Requirements = Rescale the entries between the lines holding "Where in the photo above do you see the bent" and "[249,140,264,159]", inclusive, by writing out every one of those lines again with the wording left as it is and each coordinate in the answers multiplied by 1.95 and rounded to a whole number, halves rounding up. Give only these lines.

Available records =
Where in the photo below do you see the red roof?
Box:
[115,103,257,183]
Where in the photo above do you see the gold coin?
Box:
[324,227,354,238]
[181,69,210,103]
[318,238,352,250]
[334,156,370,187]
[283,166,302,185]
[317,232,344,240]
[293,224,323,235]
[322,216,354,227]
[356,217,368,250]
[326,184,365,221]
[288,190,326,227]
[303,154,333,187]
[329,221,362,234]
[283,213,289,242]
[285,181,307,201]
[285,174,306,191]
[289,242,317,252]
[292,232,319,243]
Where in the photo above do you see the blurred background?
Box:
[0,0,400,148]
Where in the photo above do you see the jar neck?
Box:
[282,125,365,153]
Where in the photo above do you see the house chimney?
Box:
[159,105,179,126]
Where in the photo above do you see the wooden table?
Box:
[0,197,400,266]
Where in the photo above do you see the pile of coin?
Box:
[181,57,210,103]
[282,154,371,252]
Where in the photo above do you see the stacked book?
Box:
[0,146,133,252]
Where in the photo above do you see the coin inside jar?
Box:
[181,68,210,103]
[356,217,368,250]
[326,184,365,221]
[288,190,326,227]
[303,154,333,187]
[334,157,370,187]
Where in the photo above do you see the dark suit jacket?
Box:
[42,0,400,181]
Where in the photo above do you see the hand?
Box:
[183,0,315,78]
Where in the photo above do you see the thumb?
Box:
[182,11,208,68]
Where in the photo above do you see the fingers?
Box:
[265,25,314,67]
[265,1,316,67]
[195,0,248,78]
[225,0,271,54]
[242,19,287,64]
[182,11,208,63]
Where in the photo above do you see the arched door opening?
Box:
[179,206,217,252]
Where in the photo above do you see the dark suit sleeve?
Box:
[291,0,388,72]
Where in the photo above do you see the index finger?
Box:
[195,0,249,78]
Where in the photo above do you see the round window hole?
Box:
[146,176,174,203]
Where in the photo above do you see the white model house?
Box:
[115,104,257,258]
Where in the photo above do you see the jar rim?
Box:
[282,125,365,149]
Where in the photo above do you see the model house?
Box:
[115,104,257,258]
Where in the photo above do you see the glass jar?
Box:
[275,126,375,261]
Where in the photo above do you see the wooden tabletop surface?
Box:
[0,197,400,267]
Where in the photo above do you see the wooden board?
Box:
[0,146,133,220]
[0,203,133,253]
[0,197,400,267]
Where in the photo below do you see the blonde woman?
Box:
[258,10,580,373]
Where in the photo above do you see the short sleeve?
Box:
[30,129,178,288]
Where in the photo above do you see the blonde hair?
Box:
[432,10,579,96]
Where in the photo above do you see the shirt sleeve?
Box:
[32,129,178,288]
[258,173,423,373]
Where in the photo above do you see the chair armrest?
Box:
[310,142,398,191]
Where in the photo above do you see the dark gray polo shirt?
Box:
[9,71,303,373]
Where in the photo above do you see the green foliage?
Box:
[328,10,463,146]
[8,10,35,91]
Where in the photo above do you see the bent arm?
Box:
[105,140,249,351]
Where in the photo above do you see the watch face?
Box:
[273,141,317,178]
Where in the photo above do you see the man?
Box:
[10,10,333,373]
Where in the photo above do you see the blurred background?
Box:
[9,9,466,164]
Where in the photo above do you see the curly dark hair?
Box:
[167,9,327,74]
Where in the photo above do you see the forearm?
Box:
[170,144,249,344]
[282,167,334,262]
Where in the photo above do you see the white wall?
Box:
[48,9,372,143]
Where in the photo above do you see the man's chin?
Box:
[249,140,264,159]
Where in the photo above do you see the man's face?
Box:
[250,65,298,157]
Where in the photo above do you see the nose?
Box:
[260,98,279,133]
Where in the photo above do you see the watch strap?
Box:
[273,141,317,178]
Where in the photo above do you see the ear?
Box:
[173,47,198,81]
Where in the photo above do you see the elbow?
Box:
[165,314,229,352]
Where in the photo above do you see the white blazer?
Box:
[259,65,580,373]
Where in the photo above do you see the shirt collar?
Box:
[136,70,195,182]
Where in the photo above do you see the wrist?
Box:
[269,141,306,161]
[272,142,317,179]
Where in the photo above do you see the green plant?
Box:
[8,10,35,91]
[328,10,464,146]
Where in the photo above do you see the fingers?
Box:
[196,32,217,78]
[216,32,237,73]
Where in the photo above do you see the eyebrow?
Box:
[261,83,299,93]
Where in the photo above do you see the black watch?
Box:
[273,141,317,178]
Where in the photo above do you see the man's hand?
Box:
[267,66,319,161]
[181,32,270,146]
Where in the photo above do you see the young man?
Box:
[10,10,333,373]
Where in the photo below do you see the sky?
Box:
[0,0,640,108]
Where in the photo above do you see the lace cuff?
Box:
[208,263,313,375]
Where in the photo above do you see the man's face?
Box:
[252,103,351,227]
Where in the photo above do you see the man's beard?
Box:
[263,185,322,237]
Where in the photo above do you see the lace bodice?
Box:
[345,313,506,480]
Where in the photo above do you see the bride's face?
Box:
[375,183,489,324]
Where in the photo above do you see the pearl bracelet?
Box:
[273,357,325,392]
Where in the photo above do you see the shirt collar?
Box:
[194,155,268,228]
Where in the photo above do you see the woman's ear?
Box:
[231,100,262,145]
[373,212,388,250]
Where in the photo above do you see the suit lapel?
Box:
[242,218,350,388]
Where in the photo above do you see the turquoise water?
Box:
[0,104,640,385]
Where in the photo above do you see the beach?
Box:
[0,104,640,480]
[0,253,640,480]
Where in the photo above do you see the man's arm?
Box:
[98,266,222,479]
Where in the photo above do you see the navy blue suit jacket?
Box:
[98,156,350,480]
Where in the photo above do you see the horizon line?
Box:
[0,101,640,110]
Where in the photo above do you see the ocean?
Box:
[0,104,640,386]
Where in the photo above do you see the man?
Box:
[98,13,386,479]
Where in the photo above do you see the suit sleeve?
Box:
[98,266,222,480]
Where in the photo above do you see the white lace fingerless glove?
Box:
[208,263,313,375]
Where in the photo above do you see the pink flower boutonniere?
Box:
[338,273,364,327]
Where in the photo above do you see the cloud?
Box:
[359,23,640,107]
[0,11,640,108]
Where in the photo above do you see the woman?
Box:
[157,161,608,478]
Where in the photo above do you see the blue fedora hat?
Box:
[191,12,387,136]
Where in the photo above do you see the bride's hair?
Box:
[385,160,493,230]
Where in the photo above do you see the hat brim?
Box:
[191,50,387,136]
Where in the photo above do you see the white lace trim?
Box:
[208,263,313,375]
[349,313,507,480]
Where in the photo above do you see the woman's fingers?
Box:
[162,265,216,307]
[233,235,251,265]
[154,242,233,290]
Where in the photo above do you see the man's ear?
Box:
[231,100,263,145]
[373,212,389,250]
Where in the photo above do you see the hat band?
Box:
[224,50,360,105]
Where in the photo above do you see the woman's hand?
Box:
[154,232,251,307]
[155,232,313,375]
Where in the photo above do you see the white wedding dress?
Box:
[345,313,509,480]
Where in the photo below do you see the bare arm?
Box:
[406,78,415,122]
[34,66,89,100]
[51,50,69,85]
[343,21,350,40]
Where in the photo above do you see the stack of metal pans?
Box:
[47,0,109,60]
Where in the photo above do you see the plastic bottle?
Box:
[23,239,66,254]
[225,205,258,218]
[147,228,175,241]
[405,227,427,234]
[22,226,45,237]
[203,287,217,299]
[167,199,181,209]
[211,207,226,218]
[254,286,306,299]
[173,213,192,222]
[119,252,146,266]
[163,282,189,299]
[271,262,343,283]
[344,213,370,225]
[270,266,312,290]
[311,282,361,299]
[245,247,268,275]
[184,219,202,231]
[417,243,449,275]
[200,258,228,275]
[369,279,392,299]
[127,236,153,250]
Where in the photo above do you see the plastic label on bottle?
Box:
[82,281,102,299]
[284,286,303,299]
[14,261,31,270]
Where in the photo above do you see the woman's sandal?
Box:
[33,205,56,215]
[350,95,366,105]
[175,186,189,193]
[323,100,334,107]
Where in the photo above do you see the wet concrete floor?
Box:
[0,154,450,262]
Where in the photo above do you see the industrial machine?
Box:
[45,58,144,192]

Answer to the problem =
Where in the photo above do you see the bent arm?
Box:
[205,273,486,684]
Where in the photo above do you see the watch face?
Box:
[532,275,618,347]
Where in the photo above do you see the man?
Box:
[20,20,649,727]
Where in the photo above do you see the blurred background?
Box:
[18,18,909,320]
Where in the photo above do you see the curly dark hair?
Box:
[326,18,638,144]
Where in the photo above do you see the forearm?
Box:
[332,281,486,671]
[550,326,651,511]
Where in the photo above do you see the white wall?
Box:
[94,18,725,279]
Where in the photo above do you see the man's chin?
Box:
[486,273,515,310]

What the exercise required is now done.